§ **Task directions**:
Arrange the data below as a numbered list, leaving out any blank lines.

BEGIN

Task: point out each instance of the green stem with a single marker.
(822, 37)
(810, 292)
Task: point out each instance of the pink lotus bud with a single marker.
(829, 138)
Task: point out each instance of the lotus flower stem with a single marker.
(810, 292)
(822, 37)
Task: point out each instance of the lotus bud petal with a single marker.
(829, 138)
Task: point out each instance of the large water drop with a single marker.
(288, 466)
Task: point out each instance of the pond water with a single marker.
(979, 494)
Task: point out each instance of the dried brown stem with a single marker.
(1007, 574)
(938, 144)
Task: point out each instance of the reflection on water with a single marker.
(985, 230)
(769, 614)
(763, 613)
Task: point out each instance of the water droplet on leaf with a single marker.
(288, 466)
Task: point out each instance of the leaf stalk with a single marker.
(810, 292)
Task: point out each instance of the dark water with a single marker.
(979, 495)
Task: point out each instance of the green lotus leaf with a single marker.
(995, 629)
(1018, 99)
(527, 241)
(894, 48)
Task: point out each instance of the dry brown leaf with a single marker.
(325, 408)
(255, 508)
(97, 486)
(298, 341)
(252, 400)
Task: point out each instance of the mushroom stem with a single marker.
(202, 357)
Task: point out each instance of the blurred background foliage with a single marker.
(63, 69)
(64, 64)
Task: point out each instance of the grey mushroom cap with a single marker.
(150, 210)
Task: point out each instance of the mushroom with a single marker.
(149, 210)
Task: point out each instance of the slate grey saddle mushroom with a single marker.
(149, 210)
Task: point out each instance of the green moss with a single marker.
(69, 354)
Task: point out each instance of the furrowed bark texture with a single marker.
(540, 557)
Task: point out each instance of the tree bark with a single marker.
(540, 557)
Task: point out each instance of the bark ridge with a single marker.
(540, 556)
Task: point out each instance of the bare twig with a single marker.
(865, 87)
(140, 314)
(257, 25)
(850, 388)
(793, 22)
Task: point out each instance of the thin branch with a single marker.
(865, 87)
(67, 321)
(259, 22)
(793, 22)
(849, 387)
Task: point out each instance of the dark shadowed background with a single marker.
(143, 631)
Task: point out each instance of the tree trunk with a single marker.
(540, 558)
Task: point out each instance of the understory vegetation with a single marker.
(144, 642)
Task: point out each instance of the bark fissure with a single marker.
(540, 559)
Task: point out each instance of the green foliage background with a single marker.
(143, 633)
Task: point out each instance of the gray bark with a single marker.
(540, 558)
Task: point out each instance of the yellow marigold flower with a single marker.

END

§ **Worked solution**:
1. Task: point out each instance of the green stem with a single marker.
2. (822, 37)
3. (810, 292)
4. Task: point out each instance of the pink lotus bud with a single marker.
5. (829, 138)
6. Task: point out each instance of the lotus flower stem with a single marker.
7. (810, 292)
8. (822, 37)
9. Task: point out each instance of the lotus bud petal with a single marker.
10. (829, 138)
11. Task: point out each instance of the large water drop with a single marker.
12. (288, 466)
13. Task: point out each instance of the pond water with a single marker.
14. (979, 494)
15. Task: point out each instance of the dried brown stem with a single marker.
16. (1007, 574)
17. (938, 144)
18. Task: point out each instance of the reflection on water with a single marker.
19. (985, 230)
20. (769, 614)
21. (763, 613)
22. Task: point out each instance of the water droplet on leaf with a single marker.
23. (288, 466)
24. Task: point out each instance of the leaf stalk with a single marker.
25. (810, 292)
26. Task: point out each instance of the dark water with a single marker.
27. (979, 495)
28. Task: point out each instance of the green lotus leaf with a single marker.
29. (995, 629)
30. (1018, 99)
31. (527, 241)
32. (894, 48)
33. Task: point out each instance of the dry brown leaf with a single marker.
34. (325, 408)
35. (255, 508)
36. (97, 486)
37. (298, 341)
38. (252, 400)
39. Task: point out each instance of the mushroom stem with a single marker.
40. (202, 357)
41. Task: point out each instance of the blurred background foliage with a single marker.
42. (63, 69)
43. (64, 64)
44. Task: point out each instance of the grey mushroom cap with a single marker.
45. (150, 210)
46. Task: point out each instance of the mushroom with a single marker.
47. (149, 210)
48. Task: point out each instance of the slate grey saddle mushroom with a single marker.
49. (149, 210)
50. Task: point out each instance of the green moss with a single marker.
51. (69, 354)
52. Task: point out each instance of the furrowed bark texture with a single marker.
53. (540, 557)
54. Task: point out each instance of the tree bark with a single marker.
55. (540, 557)
56. Task: point out each instance of the bark ridge with a single marker.
57. (540, 556)
58. Task: point out each instance of the bare twig with a single marker.
59. (865, 87)
60. (140, 314)
61. (257, 25)
62. (850, 388)
63. (793, 22)
64. Task: point out each instance of the thin branch with a single marker.
65. (865, 87)
66. (67, 321)
67. (259, 22)
68. (793, 22)
69. (849, 387)
70. Task: point out each instance of the dark shadowed background with a single marker.
71. (143, 631)
72. Task: point out each instance of the tree trunk with a single marker.
73. (540, 558)
74. Task: point out each instance of the understory vegetation with a single marker.
75. (144, 642)
76. Task: point out each instance of the bark fissure with a single marker.
77. (540, 559)
78. Task: point out each instance of the green foliage background with a single marker.
79. (143, 633)
80. Task: point out each instance of the gray bark with a single marker.
81. (540, 558)
82. Task: point out each instance of the yellow marigold flower with a single marker.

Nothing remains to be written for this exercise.